Quote the entries word for word, starting at the line that contains "prairie dog, one" and continuing through the last line of the entries.

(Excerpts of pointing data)
————

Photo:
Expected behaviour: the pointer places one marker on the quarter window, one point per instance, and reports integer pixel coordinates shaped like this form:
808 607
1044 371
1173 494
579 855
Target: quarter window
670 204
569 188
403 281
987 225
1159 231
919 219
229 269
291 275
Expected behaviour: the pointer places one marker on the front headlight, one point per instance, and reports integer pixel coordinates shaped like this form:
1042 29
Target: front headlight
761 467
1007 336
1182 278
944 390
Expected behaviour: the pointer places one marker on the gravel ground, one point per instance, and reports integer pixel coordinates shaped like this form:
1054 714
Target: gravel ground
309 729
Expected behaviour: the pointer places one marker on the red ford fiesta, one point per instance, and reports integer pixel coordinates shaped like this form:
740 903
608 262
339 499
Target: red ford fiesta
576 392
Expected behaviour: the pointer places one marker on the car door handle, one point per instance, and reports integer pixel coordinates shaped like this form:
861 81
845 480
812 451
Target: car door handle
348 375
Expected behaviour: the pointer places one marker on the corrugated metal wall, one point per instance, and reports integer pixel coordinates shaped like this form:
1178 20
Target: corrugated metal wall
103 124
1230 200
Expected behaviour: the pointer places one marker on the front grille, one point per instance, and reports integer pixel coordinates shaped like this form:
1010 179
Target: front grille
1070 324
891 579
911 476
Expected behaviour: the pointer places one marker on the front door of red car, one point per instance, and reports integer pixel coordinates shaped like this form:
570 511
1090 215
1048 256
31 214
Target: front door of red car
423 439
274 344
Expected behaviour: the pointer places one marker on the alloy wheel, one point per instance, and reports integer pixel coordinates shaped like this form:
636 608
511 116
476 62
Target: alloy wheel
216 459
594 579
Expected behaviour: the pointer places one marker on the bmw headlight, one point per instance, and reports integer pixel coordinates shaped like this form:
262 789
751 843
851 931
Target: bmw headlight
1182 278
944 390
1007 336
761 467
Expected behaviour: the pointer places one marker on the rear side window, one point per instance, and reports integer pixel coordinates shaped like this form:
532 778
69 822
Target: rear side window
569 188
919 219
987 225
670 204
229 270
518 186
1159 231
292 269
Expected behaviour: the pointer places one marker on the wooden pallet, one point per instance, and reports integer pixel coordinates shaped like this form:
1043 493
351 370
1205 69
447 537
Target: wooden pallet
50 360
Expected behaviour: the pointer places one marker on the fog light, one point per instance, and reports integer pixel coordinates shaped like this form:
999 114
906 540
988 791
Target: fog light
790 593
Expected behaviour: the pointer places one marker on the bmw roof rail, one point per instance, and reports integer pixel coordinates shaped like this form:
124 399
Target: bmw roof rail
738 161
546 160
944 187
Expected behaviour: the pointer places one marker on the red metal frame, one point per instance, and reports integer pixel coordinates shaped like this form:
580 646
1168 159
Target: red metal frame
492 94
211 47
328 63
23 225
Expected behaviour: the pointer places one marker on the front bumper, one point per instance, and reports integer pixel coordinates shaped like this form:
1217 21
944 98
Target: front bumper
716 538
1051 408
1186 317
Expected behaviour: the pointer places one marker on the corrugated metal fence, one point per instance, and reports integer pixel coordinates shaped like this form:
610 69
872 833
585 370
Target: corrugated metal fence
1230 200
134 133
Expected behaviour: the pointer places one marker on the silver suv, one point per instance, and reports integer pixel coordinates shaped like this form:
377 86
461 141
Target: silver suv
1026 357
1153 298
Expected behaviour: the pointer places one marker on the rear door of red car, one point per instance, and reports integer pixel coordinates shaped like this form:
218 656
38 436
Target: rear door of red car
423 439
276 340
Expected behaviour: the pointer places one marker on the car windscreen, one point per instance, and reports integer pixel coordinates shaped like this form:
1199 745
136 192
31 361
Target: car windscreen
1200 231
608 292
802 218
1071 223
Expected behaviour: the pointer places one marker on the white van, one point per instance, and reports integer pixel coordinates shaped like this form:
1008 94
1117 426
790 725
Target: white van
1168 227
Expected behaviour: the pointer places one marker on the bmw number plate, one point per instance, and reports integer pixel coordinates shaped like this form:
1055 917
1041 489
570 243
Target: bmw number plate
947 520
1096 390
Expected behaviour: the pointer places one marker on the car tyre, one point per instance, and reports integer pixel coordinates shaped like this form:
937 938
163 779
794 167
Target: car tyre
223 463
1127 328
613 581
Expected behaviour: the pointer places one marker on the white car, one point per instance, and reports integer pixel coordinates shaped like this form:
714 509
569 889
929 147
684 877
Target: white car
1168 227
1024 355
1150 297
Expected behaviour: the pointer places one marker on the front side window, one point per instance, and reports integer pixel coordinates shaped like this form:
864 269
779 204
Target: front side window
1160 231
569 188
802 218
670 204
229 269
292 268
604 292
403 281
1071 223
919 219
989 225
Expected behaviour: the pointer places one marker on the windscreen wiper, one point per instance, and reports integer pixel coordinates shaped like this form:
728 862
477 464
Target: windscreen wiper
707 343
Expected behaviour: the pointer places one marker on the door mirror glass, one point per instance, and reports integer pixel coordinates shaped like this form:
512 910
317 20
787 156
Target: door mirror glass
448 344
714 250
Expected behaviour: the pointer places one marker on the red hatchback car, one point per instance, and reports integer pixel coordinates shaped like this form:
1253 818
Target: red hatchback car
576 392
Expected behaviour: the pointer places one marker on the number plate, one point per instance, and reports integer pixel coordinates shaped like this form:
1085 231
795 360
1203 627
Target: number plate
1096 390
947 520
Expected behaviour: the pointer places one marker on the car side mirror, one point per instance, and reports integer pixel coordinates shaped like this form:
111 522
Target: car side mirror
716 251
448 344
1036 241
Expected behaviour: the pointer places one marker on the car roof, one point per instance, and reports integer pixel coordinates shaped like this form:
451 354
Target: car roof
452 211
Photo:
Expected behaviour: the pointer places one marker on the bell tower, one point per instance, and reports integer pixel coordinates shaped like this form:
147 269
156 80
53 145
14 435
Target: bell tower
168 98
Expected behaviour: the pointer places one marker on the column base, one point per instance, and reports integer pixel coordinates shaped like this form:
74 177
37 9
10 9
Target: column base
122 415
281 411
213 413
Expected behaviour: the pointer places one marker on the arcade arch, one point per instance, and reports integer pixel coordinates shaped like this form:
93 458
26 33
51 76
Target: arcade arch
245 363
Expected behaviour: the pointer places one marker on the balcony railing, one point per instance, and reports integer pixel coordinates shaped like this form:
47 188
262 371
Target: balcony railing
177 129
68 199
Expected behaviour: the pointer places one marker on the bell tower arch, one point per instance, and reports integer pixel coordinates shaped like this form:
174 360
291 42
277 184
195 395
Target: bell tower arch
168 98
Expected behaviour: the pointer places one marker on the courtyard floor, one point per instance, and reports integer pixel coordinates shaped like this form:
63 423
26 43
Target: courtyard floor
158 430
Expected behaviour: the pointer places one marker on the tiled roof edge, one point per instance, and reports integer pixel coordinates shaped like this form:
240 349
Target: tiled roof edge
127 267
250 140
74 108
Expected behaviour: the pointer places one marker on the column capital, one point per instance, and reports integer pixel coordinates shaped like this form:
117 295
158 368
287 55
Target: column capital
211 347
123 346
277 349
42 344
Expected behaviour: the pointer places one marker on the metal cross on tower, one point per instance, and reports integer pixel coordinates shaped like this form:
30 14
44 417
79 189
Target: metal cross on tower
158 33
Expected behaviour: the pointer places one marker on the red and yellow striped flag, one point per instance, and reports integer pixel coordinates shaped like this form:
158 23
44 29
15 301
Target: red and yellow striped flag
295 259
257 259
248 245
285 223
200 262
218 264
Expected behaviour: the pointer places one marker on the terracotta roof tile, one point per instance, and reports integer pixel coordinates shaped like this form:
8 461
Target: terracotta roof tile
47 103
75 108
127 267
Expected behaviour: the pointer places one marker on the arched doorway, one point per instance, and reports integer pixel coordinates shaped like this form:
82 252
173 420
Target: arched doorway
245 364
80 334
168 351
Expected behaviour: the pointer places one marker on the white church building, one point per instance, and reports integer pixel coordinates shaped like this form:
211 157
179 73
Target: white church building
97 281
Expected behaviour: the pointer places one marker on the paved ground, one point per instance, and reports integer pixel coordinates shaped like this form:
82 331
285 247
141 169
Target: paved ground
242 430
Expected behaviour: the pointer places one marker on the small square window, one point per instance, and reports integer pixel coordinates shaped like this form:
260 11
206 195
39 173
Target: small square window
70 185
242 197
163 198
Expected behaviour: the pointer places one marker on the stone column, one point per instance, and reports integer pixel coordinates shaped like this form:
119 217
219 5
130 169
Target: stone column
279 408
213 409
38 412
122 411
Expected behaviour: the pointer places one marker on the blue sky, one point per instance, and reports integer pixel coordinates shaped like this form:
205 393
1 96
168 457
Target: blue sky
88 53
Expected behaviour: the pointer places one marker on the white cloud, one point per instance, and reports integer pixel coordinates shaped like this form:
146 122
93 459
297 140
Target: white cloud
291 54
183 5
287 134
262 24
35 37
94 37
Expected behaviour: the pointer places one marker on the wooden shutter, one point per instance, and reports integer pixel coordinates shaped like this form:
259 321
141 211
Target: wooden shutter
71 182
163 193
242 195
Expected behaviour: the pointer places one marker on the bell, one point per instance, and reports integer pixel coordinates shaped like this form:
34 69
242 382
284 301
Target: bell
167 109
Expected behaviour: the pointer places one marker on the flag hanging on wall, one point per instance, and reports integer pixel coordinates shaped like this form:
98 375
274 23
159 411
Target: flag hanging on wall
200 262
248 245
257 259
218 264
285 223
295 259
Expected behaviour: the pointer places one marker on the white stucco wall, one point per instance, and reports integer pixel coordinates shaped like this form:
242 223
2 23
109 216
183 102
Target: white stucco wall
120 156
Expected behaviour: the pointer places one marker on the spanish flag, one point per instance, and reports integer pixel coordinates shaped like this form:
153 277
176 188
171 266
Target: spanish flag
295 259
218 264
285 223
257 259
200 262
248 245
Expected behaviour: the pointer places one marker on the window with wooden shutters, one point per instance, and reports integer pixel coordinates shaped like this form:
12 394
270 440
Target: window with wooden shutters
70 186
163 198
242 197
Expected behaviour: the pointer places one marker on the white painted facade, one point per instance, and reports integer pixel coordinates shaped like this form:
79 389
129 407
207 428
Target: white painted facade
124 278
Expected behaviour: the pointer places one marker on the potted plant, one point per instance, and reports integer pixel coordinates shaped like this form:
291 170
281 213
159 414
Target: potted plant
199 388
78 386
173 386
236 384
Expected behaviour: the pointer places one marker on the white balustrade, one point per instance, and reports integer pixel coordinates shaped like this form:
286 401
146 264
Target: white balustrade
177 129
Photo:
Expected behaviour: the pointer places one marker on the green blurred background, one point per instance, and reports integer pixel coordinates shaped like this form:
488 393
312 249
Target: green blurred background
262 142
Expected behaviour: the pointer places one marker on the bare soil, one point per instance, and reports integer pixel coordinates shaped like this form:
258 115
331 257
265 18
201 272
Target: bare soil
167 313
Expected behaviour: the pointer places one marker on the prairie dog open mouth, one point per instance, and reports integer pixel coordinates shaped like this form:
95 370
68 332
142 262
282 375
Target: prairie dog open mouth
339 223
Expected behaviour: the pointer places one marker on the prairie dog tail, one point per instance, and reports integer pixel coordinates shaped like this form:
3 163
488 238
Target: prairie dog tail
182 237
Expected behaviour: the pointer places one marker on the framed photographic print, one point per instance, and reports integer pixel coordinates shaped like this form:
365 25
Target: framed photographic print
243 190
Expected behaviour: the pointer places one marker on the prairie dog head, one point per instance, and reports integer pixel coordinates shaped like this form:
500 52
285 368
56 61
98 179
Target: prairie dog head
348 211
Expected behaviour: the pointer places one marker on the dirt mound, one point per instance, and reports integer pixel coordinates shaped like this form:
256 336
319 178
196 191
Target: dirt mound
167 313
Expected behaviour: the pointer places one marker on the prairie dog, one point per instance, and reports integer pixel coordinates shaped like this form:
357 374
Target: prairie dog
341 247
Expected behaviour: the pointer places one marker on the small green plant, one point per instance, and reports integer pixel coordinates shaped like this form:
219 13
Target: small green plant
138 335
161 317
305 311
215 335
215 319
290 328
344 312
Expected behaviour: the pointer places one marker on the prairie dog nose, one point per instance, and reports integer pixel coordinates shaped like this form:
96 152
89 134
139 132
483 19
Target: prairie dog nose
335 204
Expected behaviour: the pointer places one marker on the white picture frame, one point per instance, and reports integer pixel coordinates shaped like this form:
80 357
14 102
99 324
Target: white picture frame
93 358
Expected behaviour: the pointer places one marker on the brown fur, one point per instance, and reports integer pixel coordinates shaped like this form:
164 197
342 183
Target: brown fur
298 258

————

Answer for the task:
Expected behaviour: the pointer places one marker on the prairie dog, one point per instance, and reports integer pixel coordinates shaped like this form:
357 374
Target: prairie dog
341 247
Expected behaviour: the pointer places one marker on the small green plant, one point per instance, and reports integer pixel coordinates shaped like this form:
219 13
Target: small green plant
138 335
161 317
305 311
215 335
215 319
290 328
344 312
Expected behaviour: the pointer places one marker on the prairie dog nose, one point per instance, and reports integer pixel coordinates shaped like this form:
96 152
89 134
139 132
483 19
Target: prairie dog nose
335 204
Expected behaviour: the pointer places one marker on the white picture frame, one point per instance, and reports integer pixel coordinates shaped like this form:
80 357
14 102
99 324
Target: white picture frame
93 358
Expected behaviour: the pointer places one marker on the brown fur, one point per instance, and reports integer pixel coordinates shaped like this form:
164 197
342 183
Target: brown fur
298 258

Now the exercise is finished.